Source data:
● ● ● ● ●

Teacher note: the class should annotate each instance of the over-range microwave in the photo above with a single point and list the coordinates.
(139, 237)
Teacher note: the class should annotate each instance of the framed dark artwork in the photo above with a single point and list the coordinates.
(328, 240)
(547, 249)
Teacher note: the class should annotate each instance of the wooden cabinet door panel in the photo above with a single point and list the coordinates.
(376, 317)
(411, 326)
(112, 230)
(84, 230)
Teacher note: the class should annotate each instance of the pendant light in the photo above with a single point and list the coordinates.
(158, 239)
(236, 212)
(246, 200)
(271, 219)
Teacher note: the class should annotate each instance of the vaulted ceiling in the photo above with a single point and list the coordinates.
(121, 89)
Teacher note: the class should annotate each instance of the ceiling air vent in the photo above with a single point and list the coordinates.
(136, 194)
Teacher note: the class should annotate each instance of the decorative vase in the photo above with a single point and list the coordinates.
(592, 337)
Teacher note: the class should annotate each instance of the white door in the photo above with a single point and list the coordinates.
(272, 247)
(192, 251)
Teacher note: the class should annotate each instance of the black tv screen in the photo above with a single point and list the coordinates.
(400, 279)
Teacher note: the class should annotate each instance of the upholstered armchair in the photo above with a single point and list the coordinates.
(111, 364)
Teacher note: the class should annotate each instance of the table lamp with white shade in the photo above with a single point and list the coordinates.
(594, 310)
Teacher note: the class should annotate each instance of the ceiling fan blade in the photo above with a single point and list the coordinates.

● ● ● ● ●

### Activity
Your output must be an exact copy of every entry.

### Response to this exercise
Teacher note: the class should annotate each instance of the over-range microwave in the photo above with a single point and list the coordinates.
(139, 237)
Teacher note: the class should annotate each instance of the framed dark artwork in the photo above with a single point and list the coordinates.
(328, 240)
(547, 249)
Teacher note: the class should annotate each instance of the wooden cabinet door panel in the photo above with a single point and list the coordinates.
(376, 317)
(411, 326)
(112, 230)
(84, 230)
Teacher note: the class should annotate each instance of the pendant light in the photo above with a single point and list the coordinates.
(158, 239)
(236, 212)
(246, 200)
(271, 219)
Teacher note: the class should annotate each instance of the vaulted ceiling in the photo above with a single point and list the coordinates.
(121, 89)
Teacher note: the class should annotate each instance of the ceiling air vent in the photo above with a single point and list the coordinates.
(136, 194)
Teacher note: the class should annotate each instance of the decorative vase in the photo above with a single point and list the coordinates.
(592, 337)
Teacher note: the class should annotate each instance of the white door in the photo above with a single point and list the coordinates.
(272, 247)
(192, 251)
Teacher note: the class should annotate each instance of the black tv screen in the photo above with a single point and list the coordinates.
(400, 279)
Teacher note: the class should annotate each instance of the upholstered armchair in the photo above with a single point and list the coordinates.
(111, 364)
Teacher note: the class should annotate each instance of the table lamp with white shade in the photo above with a single point and list the coordinates.
(594, 310)
Teacher note: the class should annotate each instance of the ceiling fan blade in the photo above with a single point and list the coordinates.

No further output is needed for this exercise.